# Extrait choisi
Fin novembre, Koen Geens présentait sa nouvelle loi bancaire. Comment le ministre des Finances entend-il regagner la confiance des épargnants ? Et comment renforcer dans le même temps le secteur bancaire ? Entretien.
"Garder les banques sur le droit chemin, loin des excès qui peuvent compromettre l’épargne, et regagner la confiance des épargnants. La réforme entend transposer les dispositions européennes en matière de protection et de règlement de capital, dans le droit belge " : telle est, en résumé, la mission que s’est fixée le ministre Koen Geens. Son plan repose sur trois piliers. Tout d’abord, la scission entre l’argent de l’épargne et les activités à risque, afin d’éviter que la spéculation ne contamine l’épargne. Ensuite, l’interdiction des indemnités variables dans les banques qui bénéficient de subsides.
Et enfin, l’élargissement de l’exonération fiscale dont jouissent les intérêts de l’épargne à d’autres produits tels que les bons d’État et les obligations. Évidemment, ces mesures ne doivent pas empêcher les banques d’être rentables. " On attend déjà beaucoup des banques ", estime le ministre. " Pensons aux exigences en matière de capitaux, à la nouvelle réglementation, etc. Cela dit, nous ne pouvons pas nous permettre un trop grand laxisme. Nous devons prendre les décisions justes, même si celles-ci sont souvent difficiles. Il est impératif de finaliser l’Union bancaire européenne. "
Taxe européenne
Depuis plusieurs années déjà l’Europe planche sur une taxe sur les transactions financières, une taxe Tobin européenne en quelque sorte. Sera-t-elle finalement mise en oeuvre ? " Notre gouvernement est favorable à l’instauration d’une Financial Transaction Tax (FTT). La Commission a formulé une proposition et onze États membres – dont la Belgique – ont décidé de poursuivre les discussions à ce sujet.

# Liste des items
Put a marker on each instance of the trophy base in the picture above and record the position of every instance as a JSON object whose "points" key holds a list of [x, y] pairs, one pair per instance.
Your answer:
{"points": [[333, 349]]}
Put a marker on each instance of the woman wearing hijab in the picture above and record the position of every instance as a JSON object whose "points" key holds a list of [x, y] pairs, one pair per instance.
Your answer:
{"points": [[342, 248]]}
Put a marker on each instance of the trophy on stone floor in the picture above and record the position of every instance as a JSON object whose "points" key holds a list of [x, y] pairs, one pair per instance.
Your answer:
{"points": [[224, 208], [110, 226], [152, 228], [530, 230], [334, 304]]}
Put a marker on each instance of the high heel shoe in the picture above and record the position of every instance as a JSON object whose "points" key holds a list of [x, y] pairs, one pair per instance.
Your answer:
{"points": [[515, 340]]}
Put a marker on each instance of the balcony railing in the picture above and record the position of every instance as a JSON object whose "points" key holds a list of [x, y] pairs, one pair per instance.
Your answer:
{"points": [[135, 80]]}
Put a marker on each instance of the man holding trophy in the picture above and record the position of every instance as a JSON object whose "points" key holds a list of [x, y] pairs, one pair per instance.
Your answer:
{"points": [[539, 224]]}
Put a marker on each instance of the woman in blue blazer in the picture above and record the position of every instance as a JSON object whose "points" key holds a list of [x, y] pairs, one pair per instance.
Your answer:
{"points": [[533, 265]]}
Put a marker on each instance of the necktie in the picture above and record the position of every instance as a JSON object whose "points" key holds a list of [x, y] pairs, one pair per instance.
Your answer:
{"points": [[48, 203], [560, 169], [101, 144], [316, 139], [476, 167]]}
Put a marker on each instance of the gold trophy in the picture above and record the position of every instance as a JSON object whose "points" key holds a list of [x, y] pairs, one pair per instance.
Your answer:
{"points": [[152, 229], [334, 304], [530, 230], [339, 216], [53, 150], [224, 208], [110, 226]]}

# Consignes
a: Dans l'extrait sur la loi bancaire, combien d'États membres ont décidé de poursuivre les discussions sur la taxe sur les transactions financières ?
b: Prolongez l'extrait sur la loi bancaire à partir de sa dernière phrase.
Les items n'ont aucun lien avec l'extrait sur la loi bancaire.

# Réponses
a: Onze États membres, dont la Belgique.

b:
Cela dit, ces discussions ne sont pas simples. Nous devons élaborer cette taxe dans le cadre le plus large possible. La FTT n’aura réellement de sens qu’à mesure qu’elle sera adoptée par un plus grand nombre de pays dans le monde. Les onze États membres de l’UE constituent-ils une masse critique suffisante ? La réponse à cette question n’est pas encore tout à fait claire. " La Belgique se range toujours derrière le principe de la FTT, confirme le ministre. "
Cependant, nous voudrions que ce qui ressort finalement de ces discussions tienne la route et ne présente pas plus d’inconvénients que d’avantages. Les services financiers représentent un segment d’activités important en Belgique, dans la mesure où ils emploient de nombreux effectifs et ont un impact important sur notre balance des paiements. Il faut en tenir compte également.
D’un autre côté, plusieurs ONG ont le souhait – légitime – de lutter contre la spéculation débridée sur les produits agricoles et les matières premières. " Enfin, la FTT aurait aussi une incidence sur le financement de la dette d’État. " Si la proposition de la Commission européenne est adoptée dans son état actuel, les coûts de financement augmenteraient sensiblement ", assure le ministre.
Taxe bancaire
Sur l’argent parqué sur les livrets d’épargne, les banques versent un intérêt à leurs clients. En plus de cette indemnité, la banque doit s’acquitter d’une contribution pour la protection des dépôts, plus encore près d’un quart de pourcent sous la forme de taxes. L’épargnant qui reçoit un intérêt de 1% aujourd’hui sur son épargne doit donc savoir que la banque paie en réalité 1,32%, taxes et cotisation pour la garantie de dépôt incluses.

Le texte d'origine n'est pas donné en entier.